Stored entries
---------------

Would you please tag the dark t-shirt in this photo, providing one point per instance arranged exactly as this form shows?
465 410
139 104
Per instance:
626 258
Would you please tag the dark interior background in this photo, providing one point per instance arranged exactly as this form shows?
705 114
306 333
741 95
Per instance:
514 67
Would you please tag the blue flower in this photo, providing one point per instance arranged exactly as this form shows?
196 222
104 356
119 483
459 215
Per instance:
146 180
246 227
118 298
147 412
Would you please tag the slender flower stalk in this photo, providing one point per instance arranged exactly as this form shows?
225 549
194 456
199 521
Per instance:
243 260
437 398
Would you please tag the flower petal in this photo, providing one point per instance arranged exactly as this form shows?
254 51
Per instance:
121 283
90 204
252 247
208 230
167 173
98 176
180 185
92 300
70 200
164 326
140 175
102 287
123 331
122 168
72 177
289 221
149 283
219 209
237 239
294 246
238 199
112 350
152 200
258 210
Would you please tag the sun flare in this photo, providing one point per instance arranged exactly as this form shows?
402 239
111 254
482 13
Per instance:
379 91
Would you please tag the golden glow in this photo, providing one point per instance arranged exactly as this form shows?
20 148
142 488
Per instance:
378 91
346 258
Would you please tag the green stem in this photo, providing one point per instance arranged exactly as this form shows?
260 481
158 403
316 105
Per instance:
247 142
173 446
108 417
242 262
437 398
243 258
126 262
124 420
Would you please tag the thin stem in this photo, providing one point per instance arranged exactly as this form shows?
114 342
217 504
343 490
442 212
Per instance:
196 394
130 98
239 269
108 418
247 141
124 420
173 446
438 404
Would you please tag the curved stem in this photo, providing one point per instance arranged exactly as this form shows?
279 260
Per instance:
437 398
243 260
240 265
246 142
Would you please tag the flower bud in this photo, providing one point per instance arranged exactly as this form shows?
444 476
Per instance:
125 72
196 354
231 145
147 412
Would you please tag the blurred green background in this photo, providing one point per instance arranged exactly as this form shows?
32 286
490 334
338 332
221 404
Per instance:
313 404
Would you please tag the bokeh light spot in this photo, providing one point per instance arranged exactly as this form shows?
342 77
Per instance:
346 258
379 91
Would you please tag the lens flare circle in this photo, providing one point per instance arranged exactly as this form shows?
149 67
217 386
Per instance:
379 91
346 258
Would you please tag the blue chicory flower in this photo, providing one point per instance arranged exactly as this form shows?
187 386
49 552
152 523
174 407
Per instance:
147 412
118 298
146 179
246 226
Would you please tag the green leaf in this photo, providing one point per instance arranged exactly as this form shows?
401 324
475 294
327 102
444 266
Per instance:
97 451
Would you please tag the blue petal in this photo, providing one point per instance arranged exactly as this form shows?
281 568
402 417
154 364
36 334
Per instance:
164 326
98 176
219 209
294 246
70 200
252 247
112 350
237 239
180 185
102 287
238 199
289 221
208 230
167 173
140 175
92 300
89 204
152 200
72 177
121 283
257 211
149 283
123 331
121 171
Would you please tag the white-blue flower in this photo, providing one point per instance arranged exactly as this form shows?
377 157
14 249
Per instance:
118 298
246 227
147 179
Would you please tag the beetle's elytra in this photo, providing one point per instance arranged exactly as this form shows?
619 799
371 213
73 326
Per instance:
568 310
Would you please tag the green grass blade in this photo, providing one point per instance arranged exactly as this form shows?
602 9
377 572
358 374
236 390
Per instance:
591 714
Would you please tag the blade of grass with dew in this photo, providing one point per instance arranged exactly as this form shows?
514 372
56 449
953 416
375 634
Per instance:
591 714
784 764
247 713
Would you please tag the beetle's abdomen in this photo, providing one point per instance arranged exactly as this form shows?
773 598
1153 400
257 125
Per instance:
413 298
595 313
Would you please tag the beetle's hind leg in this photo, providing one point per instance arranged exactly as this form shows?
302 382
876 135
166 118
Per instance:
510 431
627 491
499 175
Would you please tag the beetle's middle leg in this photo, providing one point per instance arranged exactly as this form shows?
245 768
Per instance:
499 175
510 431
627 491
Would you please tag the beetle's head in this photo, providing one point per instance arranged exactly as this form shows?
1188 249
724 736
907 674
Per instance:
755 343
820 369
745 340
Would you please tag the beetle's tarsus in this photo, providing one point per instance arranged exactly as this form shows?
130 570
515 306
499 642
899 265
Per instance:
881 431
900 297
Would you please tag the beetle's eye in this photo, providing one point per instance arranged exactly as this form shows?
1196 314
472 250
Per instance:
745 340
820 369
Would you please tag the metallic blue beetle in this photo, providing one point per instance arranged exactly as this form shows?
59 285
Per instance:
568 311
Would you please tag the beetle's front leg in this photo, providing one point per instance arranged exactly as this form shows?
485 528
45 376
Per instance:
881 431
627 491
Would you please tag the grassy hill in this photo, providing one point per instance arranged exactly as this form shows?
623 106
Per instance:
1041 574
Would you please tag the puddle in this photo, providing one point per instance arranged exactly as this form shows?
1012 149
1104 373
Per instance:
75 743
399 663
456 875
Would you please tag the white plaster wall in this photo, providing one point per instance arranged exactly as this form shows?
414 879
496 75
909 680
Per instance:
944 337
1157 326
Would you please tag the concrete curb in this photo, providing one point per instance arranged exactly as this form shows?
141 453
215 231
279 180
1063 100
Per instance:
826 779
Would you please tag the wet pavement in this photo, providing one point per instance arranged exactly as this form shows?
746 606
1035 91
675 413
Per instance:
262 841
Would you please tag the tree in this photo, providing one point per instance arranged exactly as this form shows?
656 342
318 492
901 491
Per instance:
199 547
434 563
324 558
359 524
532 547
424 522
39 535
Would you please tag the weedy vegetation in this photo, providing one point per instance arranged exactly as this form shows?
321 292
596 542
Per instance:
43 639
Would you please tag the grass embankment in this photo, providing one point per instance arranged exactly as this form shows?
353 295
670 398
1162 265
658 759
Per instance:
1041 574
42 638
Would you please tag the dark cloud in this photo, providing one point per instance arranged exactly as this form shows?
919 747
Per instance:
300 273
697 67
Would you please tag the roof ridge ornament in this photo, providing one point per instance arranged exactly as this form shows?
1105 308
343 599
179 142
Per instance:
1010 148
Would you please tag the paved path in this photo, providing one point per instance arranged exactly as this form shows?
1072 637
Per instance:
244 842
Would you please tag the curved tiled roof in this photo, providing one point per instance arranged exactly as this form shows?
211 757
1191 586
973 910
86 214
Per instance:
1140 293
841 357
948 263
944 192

---------------

_ABOUT THIS EXERCISE_.
The output should be a character-exact copy of all entries.

_COMPLETED TASK_.
Would you please tag the dark t-shirt in this photo, providing one point per instance arranged exactly as this form shows?
465 410
139 104
Per instance:
626 258
Would you please tag the dark interior background in this photo, providing one point per instance arranged exactly as this form shows?
705 114
306 333
741 95
Per instance:
514 67
Would you please tag the blue flower in this photo, providing one point per instance arranged exactly as this form shows?
196 222
104 356
119 483
459 215
Per instance:
146 180
246 227
118 298
147 412
Would you please tag the slender flower stalk in this photo, providing one point per instance arranged exactly as this form shows?
225 549
194 456
199 521
Per instance:
243 260
437 398
Would you please tag the flower petal in this photo, providing one point per instance arranged exactly as this form shows?
254 51
Per instance:
121 283
90 204
252 247
208 230
167 173
98 176
180 185
92 300
70 200
164 326
140 175
102 287
123 331
122 168
72 177
289 221
149 283
219 209
237 239
294 246
238 199
112 350
152 200
258 210
Would you please tag the sun flare in this photo, providing one point per instance arranged exactly as this form shows?
402 239
111 254
482 13
Per instance:
379 91
Would you please tag the golden glow in this photo, providing one point per instance arranged exactly as this form shows?
20 148
142 488
Per instance:
378 91
346 258
Would you please tag the green stem in this photo, providing one point per instance arranged exactly as this form shows?
260 481
158 403
316 105
Per instance:
247 142
173 446
108 417
242 262
437 398
243 258
126 262
124 420
Would you please tag the thin stem in this photo, providing one point per instance arranged exactly as this form shows?
114 342
217 504
343 490
442 212
Per instance:
196 394
130 98
239 269
108 418
247 141
124 420
173 446
438 404
Would you please tag the curved stem in this photo, providing one point per instance arranged exactly as this form shows?
279 260
Per instance:
437 398
243 260
240 265
246 142
Would you please tag the flower bud in this photo, providing one point per instance arranged exactly as this form shows?
444 476
Per instance:
125 72
196 354
231 145
147 412
Would you please tag the blurred green background in this photo, providing one point per instance arranged exactly as this form shows?
32 286
490 334
338 332
221 404
Per instance:
313 404
Would you please tag the bokeh light spot in this photo, providing one point per instance arranged exactly as this form shows?
342 77
Per instance:
346 258
379 91
Would you please tag the lens flare circle in this photo, providing one point per instance arranged exactly as this form shows?
149 67
217 386
Per instance:
379 91
346 258
Would you please tag the blue chicory flower in this photo, providing one point per instance arranged exactly as this form shows?
187 386
49 552
152 523
174 407
Per instance:
147 412
118 298
146 179
246 226
Would you please tag the green leaf in this photo, providing one point per instance arranged exactly as this form shows?
401 324
475 294
327 102
444 266
Per instance:
97 451
Would you please tag the blue petal in this photo, providing one point per instance arranged exactly as this form shows?
281 568
402 417
154 364
36 334
Per instance:
164 326
98 176
219 209
294 246
70 200
252 247
112 350
237 239
180 185
102 287
238 199
289 221
208 230
167 173
140 175
92 300
89 204
152 200
72 177
121 283
257 211
149 283
123 331
121 171
Would you please tag the white-blue flower in this photo, providing one point per instance arranged exactly as this form shows?
377 157
14 249
Per instance:
118 298
246 227
147 179
Would you please tag the beetle's elytra in this photo, providing one point per instance arranged exactly as this form shows?
619 799
371 213
73 326
Per instance:
568 310
Would you please tag the green grass blade in this photo, providing one point per instance arranged exactly as this form shows?
602 9
377 572
358 374
236 390
Per instance:
591 714
Would you please tag the blade of grass with dew in this photo, providing one point per instance arranged exactly as this form shows?
514 372
56 449
953 416
375 634
Per instance:
591 714
784 764
247 713
Would you please tag the beetle's abdomen in this photo, providing one point per instance arranged exactly as this form shows?
773 598
1153 400
257 125
Per instance:
413 298
595 313
Would you please tag the beetle's hind leg in this photo, providing one point per instance arranged exactly as this form shows?
302 382
876 135
166 118
Per instance:
510 431
627 491
499 175
Would you please tag the beetle's middle leg in this photo, providing one point per instance arranged exactly as this form shows?
245 768
Per instance:
499 175
510 431
627 491
Would you please tag the beetle's head in this photo, providing one point per instance arranged exactly as this form shows?
1188 249
724 736
907 674
Per instance:
755 343
820 369
745 340
Would you please tag the beetle's tarsus in this photo, providing one point per instance arranged exactly as this form shows?
130 570
515 306
499 642
899 265
Per instance:
881 431
900 297
Would you please tag the beetle's eye in this photo, providing one point per instance arranged exactly as this form shows?
1196 314
472 250
Per instance:
745 340
820 369
Would you please tag the metallic blue beetle in this photo, providing one point per instance arranged exactly as this form shows?
59 285
Per instance:
568 311
Would you please tag the beetle's front leg in this photo, providing one point per instance arranged exactly as this form shows?
485 528
45 376
Per instance:
881 431
627 491
Would you please tag the grassy hill in this photo, providing one point per instance arranged exactly as this form shows?
623 106
Per instance:
1041 574
Would you please tag the puddle in this photo, providing one point per instance arranged exactly as this form shows?
1012 149
1104 373
Per instance:
75 743
399 663
456 875
Would you please tag the white plaster wall in this photo, providing one point per instance arranged exactly as this form shows?
414 879
496 75
909 680
Per instance:
944 337
1157 326
Would you please tag the concrete curb in this photo, providing one point per instance arranged exactly as this form shows?
141 453
215 231
279 180
1063 100
Per instance:
826 779
Would you please tag the wet pavement in this photo, providing one point per instance arranged exactly as this form shows?
746 606
1035 91
675 413
Per instance:
262 841
Would you please tag the tree in this photo, providing one point per instance arranged exactly as this form shows?
656 342
318 492
901 491
Per instance:
199 547
434 563
324 558
359 524
532 547
424 522
39 535
Would you please tag the weedy vegetation in this photo, providing one point per instance arranged exactly as this form shows?
321 292
596 542
Per instance:
43 639
Would you please tag the grass embankment in this photo, providing one point per instance arranged exactly as this form shows?
353 295
670 398
1162 265
658 759
Per instance:
1041 574
42 638
Would you please tag the dark cloud in this photo, providing one point per instance arranged exactly as this form shows?
919 747
Per instance:
300 273
697 67
Would you please tag the roof ridge ornament in this photo, providing one point per instance arranged exactly as this form shows?
1105 308
343 599
179 142
Per instance:
1010 148
Would you please tag the paved path in this photo, providing one point per instance arranged exactly as this form shows?
1072 637
Per instance:
244 842
Would you please tag the curved tiled roof in this photo, providing one point per instance arranged exactly as this form shows?
211 757
1191 586
973 910
86 214
Per instance:
1140 293
841 357
948 263
944 192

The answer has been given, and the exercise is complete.